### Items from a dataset
****************

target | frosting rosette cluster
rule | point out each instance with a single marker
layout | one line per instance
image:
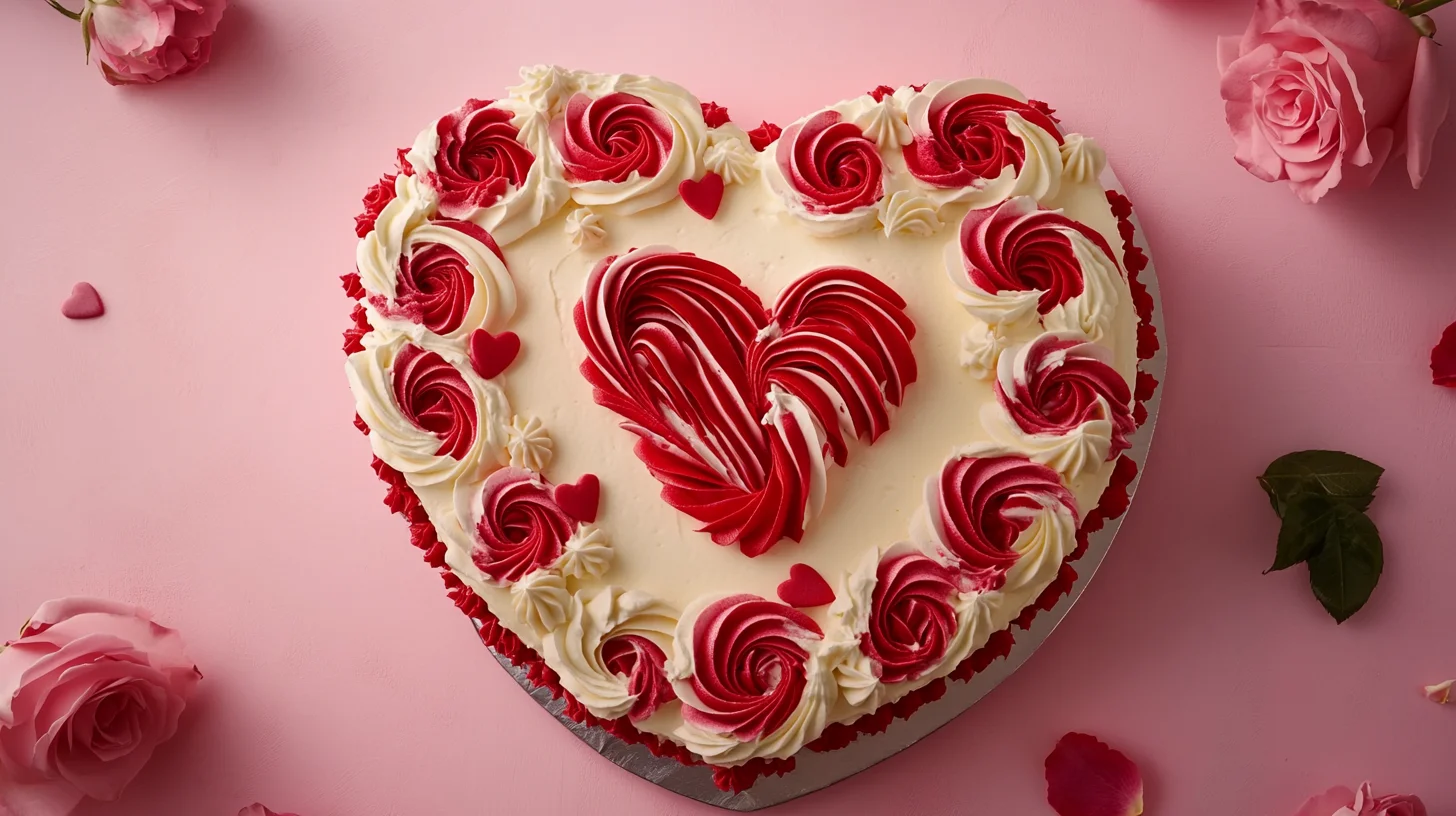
(516, 523)
(912, 615)
(746, 671)
(1017, 261)
(427, 417)
(628, 144)
(830, 166)
(1060, 398)
(431, 277)
(980, 139)
(736, 407)
(1005, 520)
(612, 653)
(479, 158)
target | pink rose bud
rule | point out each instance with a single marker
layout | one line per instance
(146, 41)
(88, 691)
(1321, 93)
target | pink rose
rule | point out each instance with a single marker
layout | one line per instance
(86, 694)
(259, 810)
(146, 41)
(1322, 92)
(1343, 802)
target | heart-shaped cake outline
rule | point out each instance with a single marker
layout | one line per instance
(906, 214)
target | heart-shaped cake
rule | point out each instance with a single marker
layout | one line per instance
(641, 381)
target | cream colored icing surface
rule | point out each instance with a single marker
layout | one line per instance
(638, 541)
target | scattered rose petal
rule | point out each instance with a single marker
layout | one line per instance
(1440, 692)
(1443, 359)
(1344, 802)
(83, 303)
(1088, 778)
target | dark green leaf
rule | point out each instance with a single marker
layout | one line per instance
(1302, 535)
(1321, 471)
(1347, 569)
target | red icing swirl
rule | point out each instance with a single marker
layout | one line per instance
(1018, 246)
(434, 397)
(749, 666)
(968, 139)
(830, 163)
(374, 203)
(1060, 382)
(980, 506)
(641, 662)
(521, 528)
(610, 137)
(479, 158)
(912, 621)
(687, 356)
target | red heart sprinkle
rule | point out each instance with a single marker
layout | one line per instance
(83, 303)
(492, 353)
(580, 500)
(805, 587)
(703, 195)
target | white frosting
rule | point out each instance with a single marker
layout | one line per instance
(574, 650)
(731, 155)
(568, 609)
(529, 445)
(682, 162)
(586, 555)
(540, 601)
(1094, 311)
(1082, 159)
(910, 213)
(884, 123)
(584, 228)
(980, 347)
(805, 723)
(405, 446)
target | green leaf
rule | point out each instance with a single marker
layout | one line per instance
(1302, 535)
(1347, 569)
(1330, 472)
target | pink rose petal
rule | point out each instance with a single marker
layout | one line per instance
(1088, 778)
(1443, 359)
(1440, 692)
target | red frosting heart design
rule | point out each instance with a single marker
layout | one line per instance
(492, 353)
(703, 195)
(580, 500)
(738, 408)
(805, 587)
(83, 303)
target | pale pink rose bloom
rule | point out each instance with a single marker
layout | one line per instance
(146, 41)
(259, 810)
(86, 694)
(1324, 92)
(1344, 802)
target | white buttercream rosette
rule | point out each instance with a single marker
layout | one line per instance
(433, 281)
(399, 388)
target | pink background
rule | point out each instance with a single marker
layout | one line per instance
(192, 449)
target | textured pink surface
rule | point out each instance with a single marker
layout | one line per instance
(192, 449)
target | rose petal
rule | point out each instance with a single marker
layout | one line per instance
(1443, 359)
(1088, 778)
(1424, 111)
(1440, 692)
(1327, 803)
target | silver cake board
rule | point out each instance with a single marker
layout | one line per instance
(813, 770)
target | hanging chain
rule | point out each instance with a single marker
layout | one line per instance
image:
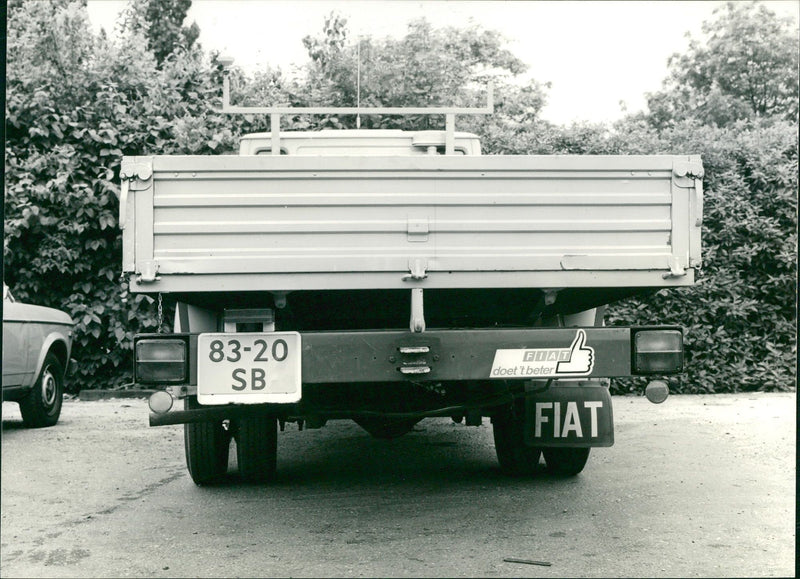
(160, 311)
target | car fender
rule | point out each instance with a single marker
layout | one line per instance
(53, 338)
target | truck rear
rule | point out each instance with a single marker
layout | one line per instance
(364, 275)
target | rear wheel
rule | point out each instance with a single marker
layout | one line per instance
(566, 461)
(257, 447)
(515, 457)
(42, 406)
(207, 445)
(386, 427)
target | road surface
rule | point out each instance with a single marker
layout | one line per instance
(700, 486)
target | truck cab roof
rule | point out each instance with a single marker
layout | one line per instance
(359, 142)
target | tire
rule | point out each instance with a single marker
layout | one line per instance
(515, 457)
(42, 406)
(565, 461)
(386, 428)
(257, 447)
(207, 445)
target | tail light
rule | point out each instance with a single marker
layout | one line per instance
(161, 360)
(657, 351)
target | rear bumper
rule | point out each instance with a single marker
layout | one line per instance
(487, 356)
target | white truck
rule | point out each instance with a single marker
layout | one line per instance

****************

Only the records themselves, retyped exactly, belong in the answer; please leave all images behind.

### Task response
target | frosting rosette cluster
rule | point out each instance with a single marker
layout | one line per instance
image:
(516, 523)
(912, 615)
(746, 671)
(1017, 261)
(427, 417)
(628, 144)
(830, 166)
(1060, 398)
(431, 277)
(980, 139)
(736, 407)
(1005, 520)
(612, 653)
(479, 158)
target | pink rose bud
rule | point out each instance with a single marker
layout | one line per instance
(146, 41)
(88, 691)
(1321, 93)
target | pink rose
rule | point out each instance with a single marker
layout | one line per instance
(86, 694)
(259, 810)
(146, 41)
(1322, 92)
(1343, 802)
target | heart-shaped cake outline
rule | point out each instance with a single marker
layout | one line per instance
(906, 214)
target | heart-shaped cake
rule | point out each instance with a single marker
layout | one line per instance
(641, 381)
target | cream colored icing surface
rule | point out each instance with a single marker
layout | one line per instance
(638, 541)
target | scattered rose petal
rule | point out each instance with a single marker
layout | one line per instance
(1440, 692)
(1443, 359)
(1344, 802)
(83, 303)
(1088, 778)
target | dark green leaf
rule | point out each instance with a single marker
layout | one line per instance
(1302, 535)
(1321, 471)
(1347, 569)
target | red icing swirl
rule | point out each instance with a single marker
layout | one line per instance
(1018, 246)
(434, 397)
(749, 666)
(968, 139)
(830, 163)
(374, 203)
(1060, 382)
(980, 506)
(641, 662)
(521, 528)
(610, 137)
(479, 158)
(912, 621)
(687, 356)
target | red heart sprinkle
rule | point out each instance with a single marker
layout | one line per instance
(83, 303)
(492, 353)
(580, 500)
(805, 587)
(703, 195)
target | white frosting
rule | point out each instance with a single marker
layout | one line per instance
(574, 650)
(731, 155)
(568, 609)
(529, 445)
(682, 162)
(586, 555)
(540, 601)
(1094, 311)
(1082, 159)
(910, 213)
(884, 123)
(584, 228)
(980, 347)
(805, 723)
(405, 446)
target | green leaf
rule | point out each instance with a single marker
layout | one line per instance
(1302, 535)
(1347, 569)
(1330, 472)
target | pink rose petal
rule | point out each instance with a single marker
layout | one line per instance
(1088, 778)
(1443, 359)
(1440, 692)
target | red frosting heart design
rule | point out each instance with a single marker
layout | one line per instance
(492, 353)
(703, 195)
(580, 500)
(738, 408)
(805, 587)
(83, 303)
target | pale pink rose bloom
rule | point out each instance with a single marker
layout | one line per instance
(146, 41)
(259, 810)
(86, 694)
(1324, 92)
(1344, 802)
target | white buttercream rosette
rule | point out each instance with a single marker
layout | one line per instance
(433, 281)
(399, 388)
target | pink background
rule | point out each instance with a single marker
layout | one line per instance
(192, 449)
target | textured pink surface
rule | point out each instance with a single marker
layout | one line per instance
(192, 449)
target | rose petal
rule | point out each instance with a single marker
layout | one line per instance
(1443, 359)
(1088, 778)
(1424, 111)
(1440, 692)
(1327, 803)
target | silver cake board
rule | point out each instance with a single marker
layout | one line per instance
(813, 770)
target | hanging chain
rule | point out each instance with a single marker
layout | one line per instance
image:
(160, 311)
target | car fender
rule | point out each instance with a single marker
layout | one line per instance
(53, 338)
target | truck rear
rule | point out each instance with a single marker
layout | one line per instance
(364, 275)
target | rear wheel
rule | point out each instance with a single marker
layout | one line per instance
(566, 461)
(257, 447)
(515, 457)
(42, 406)
(207, 445)
(386, 427)
target | road surface
rule | point out each instance with a single marker
layout | one line per instance
(700, 486)
target | truck cab roof
rule | point out each instance with a single marker
layout | one line per instance
(359, 142)
target | tire
rule | point out each instance with a single marker
layout | one line per instance
(515, 457)
(42, 406)
(565, 461)
(386, 428)
(257, 447)
(207, 445)
target | tail light
rule | point out each instance with a single marker
layout | one line per instance
(161, 360)
(657, 351)
target | rear bumper
rule | point out each instance with a single marker
layout | one line per instance
(487, 356)
target | white truck
rule | point out each instance with a single marker
layout | one line per instance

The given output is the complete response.